▶ _Task description_
Copy out the entries exactly, from the first line to the last.

Saved data entries:

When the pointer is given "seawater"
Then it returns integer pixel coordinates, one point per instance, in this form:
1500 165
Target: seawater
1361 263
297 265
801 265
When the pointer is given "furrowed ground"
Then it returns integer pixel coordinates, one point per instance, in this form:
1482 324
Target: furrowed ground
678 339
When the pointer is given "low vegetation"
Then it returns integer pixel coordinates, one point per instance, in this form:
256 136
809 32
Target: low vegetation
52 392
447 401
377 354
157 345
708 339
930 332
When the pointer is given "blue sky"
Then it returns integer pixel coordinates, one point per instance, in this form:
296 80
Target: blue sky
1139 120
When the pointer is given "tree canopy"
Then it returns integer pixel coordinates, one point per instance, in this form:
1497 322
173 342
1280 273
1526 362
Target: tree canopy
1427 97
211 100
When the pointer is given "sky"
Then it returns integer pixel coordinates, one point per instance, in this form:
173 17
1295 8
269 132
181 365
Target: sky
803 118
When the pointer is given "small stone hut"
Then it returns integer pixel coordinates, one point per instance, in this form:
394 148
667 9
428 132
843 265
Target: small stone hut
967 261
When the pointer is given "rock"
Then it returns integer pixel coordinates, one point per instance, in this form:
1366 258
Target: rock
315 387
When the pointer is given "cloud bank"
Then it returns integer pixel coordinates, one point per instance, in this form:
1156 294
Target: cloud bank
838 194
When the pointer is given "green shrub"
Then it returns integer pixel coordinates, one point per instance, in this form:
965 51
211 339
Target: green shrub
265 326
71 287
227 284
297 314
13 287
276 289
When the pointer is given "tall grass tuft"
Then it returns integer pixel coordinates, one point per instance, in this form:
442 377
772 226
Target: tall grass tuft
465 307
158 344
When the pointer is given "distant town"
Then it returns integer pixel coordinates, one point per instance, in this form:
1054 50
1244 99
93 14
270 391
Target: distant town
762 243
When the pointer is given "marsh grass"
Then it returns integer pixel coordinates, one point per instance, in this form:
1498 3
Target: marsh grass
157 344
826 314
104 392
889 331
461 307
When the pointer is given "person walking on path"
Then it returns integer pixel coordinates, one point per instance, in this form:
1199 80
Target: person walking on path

▶ _Response to the exercise_
When the pointer is given "seawater"
Then it returns integer pixel coordinates, one point per instance, in this form:
1500 165
Target: seawater
1361 263
297 265
801 265
When the pointer is given "furrowed ground"
Then it returns integer pixel coordinates, one point per instance, in this form:
1482 324
Target: furrowed ground
678 339
When the pointer is given "low vegetation"
Then it returns integer pixel coordinates, one point per instance, in this form:
256 136
809 32
Target: low vegetation
52 392
447 401
377 354
157 345
708 339
930 332
When the pointer is given "blue sky"
Then it returns integer pixel coordinates, one point per instance, in this form:
296 80
Target: blue sky
1139 120
When the pointer is given "tree canopy"
Then it returns integer pixel coordinates, one point per instance, in this form:
1497 322
173 342
1280 273
1526 362
Target: tree canopy
1427 97
211 100
When the pointer is given "sky"
Then it returns integer pixel coordinates, one point per instance, in this form:
173 17
1295 8
269 132
181 365
Target: sky
803 118
When the pointer is given "small stone hut"
Then it returns integer pixel coordinates, one point per instance, in this form:
394 148
667 9
428 132
843 265
Target: small stone hut
967 261
When the pointer is given "rock"
Then it returns integer pixel coordinates, one point per instance, in this form:
1366 258
Target: rock
315 387
When the pointer is given "cloud bank"
Then it returns integer pixel coordinates, one point per instance, in this form:
1156 294
Target: cloud bank
838 194
When the pointer is given "green shrub"
Then it returns integer pixel coordinates, one point per instance, in this form:
965 51
211 339
Target: green shrub
265 326
71 287
227 284
297 314
13 287
276 289
When the pointer is given "tall grass tuft"
Then it returns integer pixel coordinates, one point per instance, in this form:
442 377
772 226
Target: tall grass tuft
465 307
158 344
When the pointer is given "distant town"
Then it returns integer pixel coordinates, one point per instance, in this form:
1054 50
1244 99
93 14
270 391
Target: distant town
762 243
When the pointer is given "marsh grass"
Then it returns integer pixel coordinates, one point per instance, in this form:
1498 3
Target: marsh grass
157 344
826 314
104 392
889 331
461 307
When the pointer is given "person walking on path"
Then it returns integer pixel coordinates, one point per instance, in this form:
1199 80
Target: person walking on path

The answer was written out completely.